TASK BRIEF: Give only the number of lines in the data below that contain the word "green".

ENTRIES SHOWN:

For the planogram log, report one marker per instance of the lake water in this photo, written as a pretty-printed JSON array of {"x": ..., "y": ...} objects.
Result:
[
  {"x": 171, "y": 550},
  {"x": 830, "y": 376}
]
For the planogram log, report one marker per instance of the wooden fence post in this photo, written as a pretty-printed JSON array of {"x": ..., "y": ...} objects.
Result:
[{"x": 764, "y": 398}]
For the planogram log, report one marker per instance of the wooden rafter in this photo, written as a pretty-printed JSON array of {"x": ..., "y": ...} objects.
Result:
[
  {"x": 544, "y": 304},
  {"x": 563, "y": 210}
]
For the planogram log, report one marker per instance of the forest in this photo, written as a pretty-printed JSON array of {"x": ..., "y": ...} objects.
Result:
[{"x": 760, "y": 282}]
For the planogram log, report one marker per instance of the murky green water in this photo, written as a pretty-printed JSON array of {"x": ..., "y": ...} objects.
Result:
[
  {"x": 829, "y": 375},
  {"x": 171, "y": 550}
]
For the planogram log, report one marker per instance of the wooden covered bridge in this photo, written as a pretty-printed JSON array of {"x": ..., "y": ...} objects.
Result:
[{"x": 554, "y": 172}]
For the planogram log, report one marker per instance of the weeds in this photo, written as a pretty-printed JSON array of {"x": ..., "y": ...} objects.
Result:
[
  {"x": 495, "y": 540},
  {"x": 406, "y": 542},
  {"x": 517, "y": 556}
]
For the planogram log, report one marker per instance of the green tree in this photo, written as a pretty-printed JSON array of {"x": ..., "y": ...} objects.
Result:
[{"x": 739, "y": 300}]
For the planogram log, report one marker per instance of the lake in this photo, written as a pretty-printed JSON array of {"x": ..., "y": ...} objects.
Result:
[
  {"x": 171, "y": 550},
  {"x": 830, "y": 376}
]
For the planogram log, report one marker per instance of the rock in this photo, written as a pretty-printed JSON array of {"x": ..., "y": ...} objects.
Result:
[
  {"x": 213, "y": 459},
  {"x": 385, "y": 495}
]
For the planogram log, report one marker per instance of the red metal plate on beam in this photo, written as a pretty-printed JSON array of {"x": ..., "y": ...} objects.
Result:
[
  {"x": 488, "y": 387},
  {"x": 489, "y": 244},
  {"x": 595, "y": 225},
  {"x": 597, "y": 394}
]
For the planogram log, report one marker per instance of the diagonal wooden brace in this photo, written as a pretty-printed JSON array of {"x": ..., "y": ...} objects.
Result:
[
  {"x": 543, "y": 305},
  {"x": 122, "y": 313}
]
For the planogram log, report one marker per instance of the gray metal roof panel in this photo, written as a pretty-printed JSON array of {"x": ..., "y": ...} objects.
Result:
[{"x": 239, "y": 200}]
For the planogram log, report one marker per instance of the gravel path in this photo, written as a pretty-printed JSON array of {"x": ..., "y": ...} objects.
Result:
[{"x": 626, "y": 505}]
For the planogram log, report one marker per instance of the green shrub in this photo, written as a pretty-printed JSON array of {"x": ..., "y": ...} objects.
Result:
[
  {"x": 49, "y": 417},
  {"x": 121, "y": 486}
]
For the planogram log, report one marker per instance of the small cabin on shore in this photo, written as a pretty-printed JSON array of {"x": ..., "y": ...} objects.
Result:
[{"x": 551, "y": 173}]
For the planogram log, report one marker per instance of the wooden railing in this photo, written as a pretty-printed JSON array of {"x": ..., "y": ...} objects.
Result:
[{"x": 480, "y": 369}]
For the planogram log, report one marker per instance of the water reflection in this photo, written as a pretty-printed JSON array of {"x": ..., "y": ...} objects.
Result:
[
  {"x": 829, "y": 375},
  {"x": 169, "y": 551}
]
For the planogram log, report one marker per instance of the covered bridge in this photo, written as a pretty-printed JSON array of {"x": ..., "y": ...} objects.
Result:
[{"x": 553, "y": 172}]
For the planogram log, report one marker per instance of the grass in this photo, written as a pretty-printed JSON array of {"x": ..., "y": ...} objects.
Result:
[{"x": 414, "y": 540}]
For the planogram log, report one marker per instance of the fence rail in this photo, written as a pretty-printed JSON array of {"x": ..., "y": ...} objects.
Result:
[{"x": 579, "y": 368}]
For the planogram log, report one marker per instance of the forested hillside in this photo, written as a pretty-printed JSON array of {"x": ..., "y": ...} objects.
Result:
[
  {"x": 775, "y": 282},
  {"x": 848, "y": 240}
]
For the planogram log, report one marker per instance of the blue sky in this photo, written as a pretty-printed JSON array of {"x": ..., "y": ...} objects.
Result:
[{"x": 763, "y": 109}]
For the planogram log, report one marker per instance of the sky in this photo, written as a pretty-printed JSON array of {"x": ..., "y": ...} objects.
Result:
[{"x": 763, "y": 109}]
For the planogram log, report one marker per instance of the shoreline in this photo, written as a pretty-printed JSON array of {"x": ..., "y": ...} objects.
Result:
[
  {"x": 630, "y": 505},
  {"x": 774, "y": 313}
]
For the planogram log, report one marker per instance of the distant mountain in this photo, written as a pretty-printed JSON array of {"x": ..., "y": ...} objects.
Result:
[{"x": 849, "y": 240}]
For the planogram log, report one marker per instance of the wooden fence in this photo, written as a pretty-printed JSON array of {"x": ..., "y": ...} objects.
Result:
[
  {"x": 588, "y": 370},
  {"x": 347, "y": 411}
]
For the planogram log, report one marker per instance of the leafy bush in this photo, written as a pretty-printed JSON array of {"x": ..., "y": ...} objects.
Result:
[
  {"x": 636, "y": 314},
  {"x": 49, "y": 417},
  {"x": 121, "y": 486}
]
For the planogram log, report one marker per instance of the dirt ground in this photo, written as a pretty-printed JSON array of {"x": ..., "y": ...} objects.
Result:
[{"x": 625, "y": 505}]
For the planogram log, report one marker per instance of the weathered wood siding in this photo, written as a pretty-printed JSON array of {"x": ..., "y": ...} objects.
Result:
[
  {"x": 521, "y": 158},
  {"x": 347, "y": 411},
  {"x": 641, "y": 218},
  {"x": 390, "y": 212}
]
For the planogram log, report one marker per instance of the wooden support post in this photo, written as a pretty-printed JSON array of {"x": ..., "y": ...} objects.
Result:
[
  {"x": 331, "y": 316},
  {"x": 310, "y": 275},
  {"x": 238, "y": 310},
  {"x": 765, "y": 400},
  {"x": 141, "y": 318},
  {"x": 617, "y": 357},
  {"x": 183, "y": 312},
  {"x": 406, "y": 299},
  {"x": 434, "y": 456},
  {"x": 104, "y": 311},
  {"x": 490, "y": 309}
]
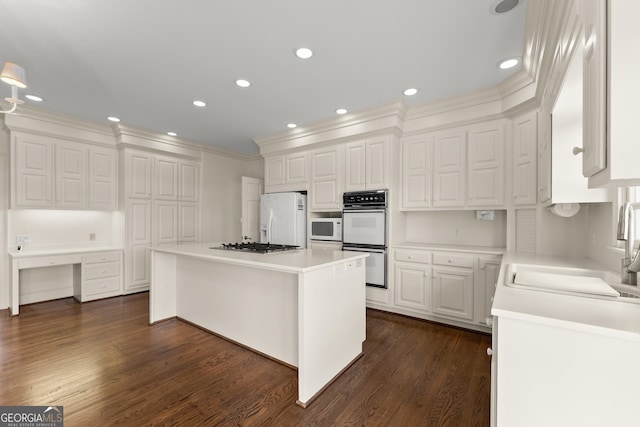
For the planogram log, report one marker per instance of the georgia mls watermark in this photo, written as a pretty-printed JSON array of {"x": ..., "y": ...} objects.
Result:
[{"x": 31, "y": 416}]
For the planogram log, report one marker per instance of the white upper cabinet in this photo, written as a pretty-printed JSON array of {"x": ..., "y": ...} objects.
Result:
[
  {"x": 189, "y": 181},
  {"x": 71, "y": 176},
  {"x": 287, "y": 172},
  {"x": 33, "y": 172},
  {"x": 367, "y": 165},
  {"x": 524, "y": 181},
  {"x": 138, "y": 167},
  {"x": 103, "y": 178},
  {"x": 485, "y": 148},
  {"x": 611, "y": 92},
  {"x": 417, "y": 154},
  {"x": 59, "y": 174},
  {"x": 449, "y": 169},
  {"x": 326, "y": 188}
]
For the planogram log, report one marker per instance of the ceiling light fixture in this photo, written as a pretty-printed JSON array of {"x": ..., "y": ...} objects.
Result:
[
  {"x": 15, "y": 76},
  {"x": 304, "y": 53},
  {"x": 33, "y": 98},
  {"x": 507, "y": 63}
]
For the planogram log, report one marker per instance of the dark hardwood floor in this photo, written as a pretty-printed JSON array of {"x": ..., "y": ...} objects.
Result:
[{"x": 106, "y": 366}]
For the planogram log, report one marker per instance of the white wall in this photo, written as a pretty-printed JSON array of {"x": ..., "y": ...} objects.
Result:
[
  {"x": 440, "y": 226},
  {"x": 221, "y": 203},
  {"x": 59, "y": 228}
]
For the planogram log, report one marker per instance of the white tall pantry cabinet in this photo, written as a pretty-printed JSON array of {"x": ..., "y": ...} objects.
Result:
[{"x": 161, "y": 205}]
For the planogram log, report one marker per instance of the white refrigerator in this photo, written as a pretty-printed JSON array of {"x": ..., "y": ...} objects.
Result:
[{"x": 283, "y": 219}]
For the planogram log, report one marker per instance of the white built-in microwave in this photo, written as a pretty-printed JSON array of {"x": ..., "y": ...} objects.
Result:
[{"x": 326, "y": 229}]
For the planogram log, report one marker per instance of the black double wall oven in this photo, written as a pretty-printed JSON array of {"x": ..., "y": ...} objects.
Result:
[{"x": 364, "y": 229}]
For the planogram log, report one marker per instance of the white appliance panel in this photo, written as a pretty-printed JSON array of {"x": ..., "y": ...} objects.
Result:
[
  {"x": 365, "y": 227},
  {"x": 283, "y": 219}
]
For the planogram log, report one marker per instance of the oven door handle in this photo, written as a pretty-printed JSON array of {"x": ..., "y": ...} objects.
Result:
[
  {"x": 346, "y": 210},
  {"x": 378, "y": 251}
]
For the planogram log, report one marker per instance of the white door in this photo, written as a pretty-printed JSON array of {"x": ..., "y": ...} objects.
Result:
[{"x": 251, "y": 191}]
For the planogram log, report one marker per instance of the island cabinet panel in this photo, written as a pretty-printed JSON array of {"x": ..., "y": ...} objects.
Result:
[
  {"x": 449, "y": 168},
  {"x": 485, "y": 151},
  {"x": 276, "y": 305}
]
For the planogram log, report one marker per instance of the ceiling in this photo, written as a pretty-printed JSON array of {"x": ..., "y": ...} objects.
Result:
[{"x": 146, "y": 61}]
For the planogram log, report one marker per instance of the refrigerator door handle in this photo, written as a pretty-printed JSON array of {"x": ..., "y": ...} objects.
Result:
[{"x": 269, "y": 225}]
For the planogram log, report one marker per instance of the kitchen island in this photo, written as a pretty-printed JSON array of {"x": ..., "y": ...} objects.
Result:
[{"x": 304, "y": 308}]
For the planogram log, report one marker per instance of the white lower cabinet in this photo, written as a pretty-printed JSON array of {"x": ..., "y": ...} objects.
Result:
[
  {"x": 453, "y": 292},
  {"x": 101, "y": 276},
  {"x": 448, "y": 286}
]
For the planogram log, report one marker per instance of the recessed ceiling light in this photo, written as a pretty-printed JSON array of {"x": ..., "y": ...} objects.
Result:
[
  {"x": 304, "y": 53},
  {"x": 508, "y": 63},
  {"x": 503, "y": 6}
]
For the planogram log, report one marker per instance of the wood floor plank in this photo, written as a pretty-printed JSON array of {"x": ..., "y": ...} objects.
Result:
[{"x": 107, "y": 366}]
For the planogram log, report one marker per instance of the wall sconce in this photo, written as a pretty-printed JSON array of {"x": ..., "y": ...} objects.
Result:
[{"x": 15, "y": 76}]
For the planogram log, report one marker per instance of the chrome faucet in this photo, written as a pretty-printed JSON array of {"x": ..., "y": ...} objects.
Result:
[{"x": 630, "y": 265}]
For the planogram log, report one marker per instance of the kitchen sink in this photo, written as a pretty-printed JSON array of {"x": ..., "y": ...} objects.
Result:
[{"x": 599, "y": 284}]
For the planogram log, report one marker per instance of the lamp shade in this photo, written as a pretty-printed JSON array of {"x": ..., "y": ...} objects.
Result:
[{"x": 14, "y": 75}]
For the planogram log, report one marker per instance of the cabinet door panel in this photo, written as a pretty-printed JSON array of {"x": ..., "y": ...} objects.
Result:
[
  {"x": 166, "y": 181},
  {"x": 102, "y": 179},
  {"x": 449, "y": 169},
  {"x": 189, "y": 181},
  {"x": 188, "y": 222},
  {"x": 453, "y": 293},
  {"x": 413, "y": 287},
  {"x": 486, "y": 165},
  {"x": 166, "y": 222},
  {"x": 416, "y": 172},
  {"x": 33, "y": 173}
]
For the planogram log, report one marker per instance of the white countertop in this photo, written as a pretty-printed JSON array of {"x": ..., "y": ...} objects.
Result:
[
  {"x": 293, "y": 261},
  {"x": 612, "y": 317},
  {"x": 446, "y": 247},
  {"x": 27, "y": 251}
]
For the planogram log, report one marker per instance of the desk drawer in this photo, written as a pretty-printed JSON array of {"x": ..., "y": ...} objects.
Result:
[
  {"x": 49, "y": 261},
  {"x": 101, "y": 257},
  {"x": 453, "y": 259},
  {"x": 102, "y": 286},
  {"x": 413, "y": 255},
  {"x": 96, "y": 271}
]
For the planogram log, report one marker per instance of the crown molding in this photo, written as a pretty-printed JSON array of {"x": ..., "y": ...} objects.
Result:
[
  {"x": 387, "y": 118},
  {"x": 38, "y": 121}
]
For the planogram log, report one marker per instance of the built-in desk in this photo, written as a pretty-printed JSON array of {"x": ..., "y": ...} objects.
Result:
[{"x": 97, "y": 271}]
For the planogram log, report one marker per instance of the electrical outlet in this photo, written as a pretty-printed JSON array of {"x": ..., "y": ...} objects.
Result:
[{"x": 23, "y": 239}]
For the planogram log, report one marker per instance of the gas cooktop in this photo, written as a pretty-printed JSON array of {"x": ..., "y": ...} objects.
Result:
[{"x": 261, "y": 248}]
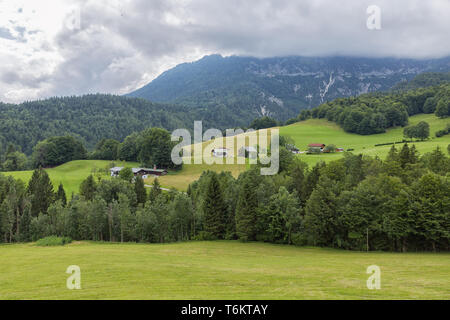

THE RESPONSE: 3